Copy the items word for word, from their very beginning through the line containing "[[[93,55],[177,63],[256,100],[254,0],[0,0],[0,104]]]", with both ends included. Omit the pictures from your copy.
━━ PROVIDED RECORDS
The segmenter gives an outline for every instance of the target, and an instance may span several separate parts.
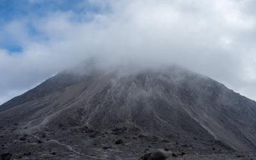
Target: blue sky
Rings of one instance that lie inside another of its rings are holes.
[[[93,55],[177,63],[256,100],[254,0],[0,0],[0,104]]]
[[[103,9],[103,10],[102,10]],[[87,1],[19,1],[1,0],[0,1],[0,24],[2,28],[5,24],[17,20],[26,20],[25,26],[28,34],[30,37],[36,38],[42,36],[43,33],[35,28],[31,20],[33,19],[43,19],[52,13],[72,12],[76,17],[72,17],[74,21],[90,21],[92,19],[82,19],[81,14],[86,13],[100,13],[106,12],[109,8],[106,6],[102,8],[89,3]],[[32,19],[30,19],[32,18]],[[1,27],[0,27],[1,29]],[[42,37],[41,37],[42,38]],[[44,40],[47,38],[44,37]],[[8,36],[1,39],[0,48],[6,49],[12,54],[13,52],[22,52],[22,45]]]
━━━━
• [FULL RESPONSE]
The segmenter gives an outline for every instance of the target, and an instance may span several separate parts.
Target: blue sky
Rings of one instance that lie inside another of its rings are holes.
[[[93,55],[177,63],[256,100],[254,0],[0,0],[0,104]]]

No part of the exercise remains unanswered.